(Action item): Each entry must be printed again without a single change.

-------- Exercise data

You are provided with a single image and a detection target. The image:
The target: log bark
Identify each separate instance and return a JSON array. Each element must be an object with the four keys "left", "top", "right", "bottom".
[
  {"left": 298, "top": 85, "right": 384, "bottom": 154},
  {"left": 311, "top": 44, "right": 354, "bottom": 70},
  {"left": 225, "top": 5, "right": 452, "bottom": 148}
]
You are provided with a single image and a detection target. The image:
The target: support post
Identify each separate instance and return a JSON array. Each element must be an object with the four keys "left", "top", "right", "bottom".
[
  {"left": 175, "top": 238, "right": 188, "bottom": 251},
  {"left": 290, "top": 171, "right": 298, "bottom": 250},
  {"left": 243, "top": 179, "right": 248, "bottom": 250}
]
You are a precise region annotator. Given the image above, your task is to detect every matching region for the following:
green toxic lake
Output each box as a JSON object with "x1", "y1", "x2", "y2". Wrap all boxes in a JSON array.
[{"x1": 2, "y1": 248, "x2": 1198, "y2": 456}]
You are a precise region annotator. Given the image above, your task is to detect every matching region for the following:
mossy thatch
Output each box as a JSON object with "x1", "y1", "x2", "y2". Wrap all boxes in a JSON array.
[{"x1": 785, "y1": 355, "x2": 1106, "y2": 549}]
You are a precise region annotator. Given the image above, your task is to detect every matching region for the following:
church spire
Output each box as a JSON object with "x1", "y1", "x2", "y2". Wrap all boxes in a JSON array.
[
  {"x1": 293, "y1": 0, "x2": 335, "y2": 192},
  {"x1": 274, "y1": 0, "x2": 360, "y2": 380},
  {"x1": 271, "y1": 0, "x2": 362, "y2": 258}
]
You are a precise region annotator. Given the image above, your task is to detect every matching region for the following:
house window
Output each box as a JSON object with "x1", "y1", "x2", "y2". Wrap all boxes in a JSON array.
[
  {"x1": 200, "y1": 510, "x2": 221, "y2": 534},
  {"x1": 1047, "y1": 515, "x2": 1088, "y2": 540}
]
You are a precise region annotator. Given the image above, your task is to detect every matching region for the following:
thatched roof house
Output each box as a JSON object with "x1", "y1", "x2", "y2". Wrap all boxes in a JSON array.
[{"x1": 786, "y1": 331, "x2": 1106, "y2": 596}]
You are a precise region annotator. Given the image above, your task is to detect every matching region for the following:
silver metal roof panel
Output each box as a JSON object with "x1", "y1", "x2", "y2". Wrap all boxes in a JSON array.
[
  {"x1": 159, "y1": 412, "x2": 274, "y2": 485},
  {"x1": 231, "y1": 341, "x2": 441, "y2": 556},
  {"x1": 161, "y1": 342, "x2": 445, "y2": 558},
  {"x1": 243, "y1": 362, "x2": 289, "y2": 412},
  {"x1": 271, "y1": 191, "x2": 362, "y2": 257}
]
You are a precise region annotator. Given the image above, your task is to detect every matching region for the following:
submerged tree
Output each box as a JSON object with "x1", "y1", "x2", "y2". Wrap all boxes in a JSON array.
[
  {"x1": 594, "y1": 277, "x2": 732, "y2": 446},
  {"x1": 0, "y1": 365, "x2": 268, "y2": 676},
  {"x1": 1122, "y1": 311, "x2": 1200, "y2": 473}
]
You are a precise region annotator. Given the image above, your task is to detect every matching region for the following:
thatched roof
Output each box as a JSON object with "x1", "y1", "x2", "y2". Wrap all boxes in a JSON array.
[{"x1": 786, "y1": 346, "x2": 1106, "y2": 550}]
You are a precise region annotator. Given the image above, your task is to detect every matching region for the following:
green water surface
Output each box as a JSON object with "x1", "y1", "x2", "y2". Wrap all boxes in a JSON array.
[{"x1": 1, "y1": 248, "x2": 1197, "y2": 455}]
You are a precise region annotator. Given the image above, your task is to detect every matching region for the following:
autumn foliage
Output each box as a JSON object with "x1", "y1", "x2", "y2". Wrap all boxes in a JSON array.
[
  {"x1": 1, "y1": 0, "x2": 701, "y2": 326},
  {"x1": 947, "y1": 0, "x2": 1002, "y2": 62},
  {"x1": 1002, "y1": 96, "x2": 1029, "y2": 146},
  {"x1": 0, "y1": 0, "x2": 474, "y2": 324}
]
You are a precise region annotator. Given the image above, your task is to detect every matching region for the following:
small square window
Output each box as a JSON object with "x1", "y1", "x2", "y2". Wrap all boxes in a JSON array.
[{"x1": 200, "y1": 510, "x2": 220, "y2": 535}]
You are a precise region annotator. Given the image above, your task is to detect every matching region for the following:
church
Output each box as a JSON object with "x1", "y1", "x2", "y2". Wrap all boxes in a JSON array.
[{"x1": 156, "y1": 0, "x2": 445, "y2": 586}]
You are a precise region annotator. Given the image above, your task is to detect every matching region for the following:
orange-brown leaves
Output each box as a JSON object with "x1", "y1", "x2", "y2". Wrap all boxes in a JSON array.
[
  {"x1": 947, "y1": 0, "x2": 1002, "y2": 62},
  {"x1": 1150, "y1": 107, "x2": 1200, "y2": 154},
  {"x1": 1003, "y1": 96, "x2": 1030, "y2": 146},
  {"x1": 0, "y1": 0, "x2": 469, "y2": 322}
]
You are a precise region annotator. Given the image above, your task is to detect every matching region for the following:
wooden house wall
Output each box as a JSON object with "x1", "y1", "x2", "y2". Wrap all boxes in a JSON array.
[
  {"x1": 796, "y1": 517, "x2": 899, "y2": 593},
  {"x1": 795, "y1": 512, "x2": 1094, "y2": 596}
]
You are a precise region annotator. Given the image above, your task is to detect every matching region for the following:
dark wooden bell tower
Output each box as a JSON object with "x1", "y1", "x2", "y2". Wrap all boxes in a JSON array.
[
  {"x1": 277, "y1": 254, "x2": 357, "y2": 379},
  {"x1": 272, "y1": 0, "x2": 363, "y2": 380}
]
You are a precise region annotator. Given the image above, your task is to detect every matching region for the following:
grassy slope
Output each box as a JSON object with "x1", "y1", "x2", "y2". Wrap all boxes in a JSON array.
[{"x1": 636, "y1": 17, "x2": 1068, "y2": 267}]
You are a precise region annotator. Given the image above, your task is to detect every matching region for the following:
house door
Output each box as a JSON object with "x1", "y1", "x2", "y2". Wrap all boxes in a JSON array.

----------------

(Your solution):
You are provided with a single image and a detection target. The image:
The target: log bark
Identify each separate instance and return a JSON array. Each element must be an object with the four keys "left", "top", "right", "bottom".
[
  {"left": 298, "top": 85, "right": 384, "bottom": 154},
  {"left": 311, "top": 44, "right": 354, "bottom": 70},
  {"left": 225, "top": 5, "right": 452, "bottom": 148}
]
You are provided with a single image and a detection target. The image:
The target: support post
Identify each separate instance and return a JSON array. Each element must be an object with the four keys "left", "top", "right", "bottom".
[
  {"left": 175, "top": 238, "right": 188, "bottom": 251},
  {"left": 290, "top": 171, "right": 298, "bottom": 250},
  {"left": 243, "top": 179, "right": 248, "bottom": 250}
]
You are a precise region annotator. Given the image above, your task is to detect every matching region for the following:
green toxic lake
Output each box as a JSON object with "x1", "y1", "x2", "y2". Wrap all boxes in a JSON array.
[{"x1": 2, "y1": 248, "x2": 1198, "y2": 456}]
You are a precise region annotator. Given the image above, your task is to detect every matching region for the following:
mossy thatch
Output each box as a JSON object with "x1", "y1", "x2", "y2". Wrap all boxes in a JSON array.
[{"x1": 785, "y1": 355, "x2": 1106, "y2": 549}]
You are a precise region annotator. Given the image above, your task is to detect every matching region for the following:
church spire
Output each box as a JSON object with "x1", "y1", "x2", "y2". Wrap all boxes in a JSON array.
[
  {"x1": 293, "y1": 0, "x2": 335, "y2": 192},
  {"x1": 274, "y1": 0, "x2": 360, "y2": 380},
  {"x1": 271, "y1": 0, "x2": 362, "y2": 258}
]
You are a precise region annotator. Given the image above, your task is to detect every matching region for the following:
house window
Output each box as a JSON object with "x1", "y1", "x2", "y2". Wrap all boxes in a JSON array.
[
  {"x1": 200, "y1": 510, "x2": 221, "y2": 534},
  {"x1": 1047, "y1": 515, "x2": 1088, "y2": 540}
]
You are a precise region annotator. Given the image above, your task is to detect every matching region for the following:
thatched roof house
Output each box as a JSON object with "x1", "y1", "x2", "y2". Wrap all boxes in a JSON array.
[{"x1": 786, "y1": 331, "x2": 1106, "y2": 596}]
You are a precise region annotator. Given the image above, your task is to detect every matching region for the following:
silver metal roof panel
Output each box as a JSON object with "x1", "y1", "x2", "y2". Wrap all boxes in a JSON array.
[
  {"x1": 159, "y1": 412, "x2": 274, "y2": 485},
  {"x1": 231, "y1": 341, "x2": 441, "y2": 556},
  {"x1": 161, "y1": 342, "x2": 445, "y2": 558},
  {"x1": 243, "y1": 362, "x2": 289, "y2": 412},
  {"x1": 271, "y1": 191, "x2": 362, "y2": 257}
]
You are a precise region annotator. Given the image above, your task is to detect every matching region for the following:
submerged tree
Output each box as a JSON object with "x1", "y1", "x2", "y2". Wrap all boxes in a JSON array.
[
  {"x1": 594, "y1": 277, "x2": 732, "y2": 446},
  {"x1": 0, "y1": 365, "x2": 268, "y2": 676},
  {"x1": 1122, "y1": 311, "x2": 1200, "y2": 473}
]
You are a precise region annotator. Given the image above, your task is to detect every matching region for the following:
thatched roof
Output each box as a JSON object with "x1", "y1", "x2", "y2". Wrap all boxes in a JSON array.
[{"x1": 786, "y1": 346, "x2": 1106, "y2": 550}]
You are a precise region annotator. Given the image above, your task is to detect every matching region for the following:
green water surface
Output each box as a JSON object with "x1", "y1", "x2", "y2". Wrap all boxes in a JSON array.
[{"x1": 1, "y1": 248, "x2": 1197, "y2": 455}]
You are a precise region annotator. Given the image above, your task is to detect every matching region for the following:
autumn foliage
Output each box as a JSON object with "x1", "y1", "x2", "y2". Wrap all boxes in a JSON array.
[
  {"x1": 1, "y1": 0, "x2": 701, "y2": 326},
  {"x1": 947, "y1": 0, "x2": 1002, "y2": 62},
  {"x1": 1002, "y1": 96, "x2": 1029, "y2": 146},
  {"x1": 0, "y1": 0, "x2": 474, "y2": 324}
]
You are a precise region annotator. Given the image above, your task is to detect every matching region for the following:
small square window
Output each box as a JSON object with "x1", "y1", "x2", "y2". Wrap all boxes in a JSON array.
[{"x1": 200, "y1": 510, "x2": 220, "y2": 535}]
You are a precise region annotator. Given the image above, your task is to detect every matching region for the following:
church
Output each box as a JSON object with "x1", "y1", "x2", "y2". Wrap all boxes in a JSON array.
[{"x1": 156, "y1": 0, "x2": 445, "y2": 586}]
You are a precise region annotator. Given the image above, your task is to detect every matching region for the following:
orange-brown leaves
Output each box as a JSON object with "x1", "y1", "x2", "y2". Wrap all boxes in a JSON array.
[
  {"x1": 947, "y1": 0, "x2": 1002, "y2": 62},
  {"x1": 1150, "y1": 107, "x2": 1200, "y2": 154},
  {"x1": 1003, "y1": 96, "x2": 1030, "y2": 146},
  {"x1": 0, "y1": 0, "x2": 469, "y2": 322}
]
You are a precise region annotator. Given the image above, your task is to detect every matching region for the following:
wooden house wall
Output each box as a JSON object with "x1", "y1", "x2", "y2". Wrap all boxes in a JSON array.
[
  {"x1": 796, "y1": 517, "x2": 899, "y2": 593},
  {"x1": 795, "y1": 512, "x2": 1094, "y2": 596}
]
You are a precise region annotator. Given the image above, your task is to detect every matching region for the following:
dark wooden bell tower
Output each box as a JSON object with "x1", "y1", "x2", "y2". Wrap all boxes in a JSON array.
[
  {"x1": 277, "y1": 254, "x2": 357, "y2": 379},
  {"x1": 272, "y1": 0, "x2": 363, "y2": 380}
]
You are a precise region annotator. Given the image above, your task is to detect every matching region for the following:
grassy slope
Output each box as a JSON object with "x1", "y1", "x2", "y2". Wrap all boxes in a JSON array.
[{"x1": 636, "y1": 17, "x2": 1068, "y2": 267}]
You are a precise region annotator. Given the image above, your task is to detect every matching region for the following:
house door
Output each box as a JSON object with "x1", "y1", "x2", "y2". Wrap all boxes in a JSON array.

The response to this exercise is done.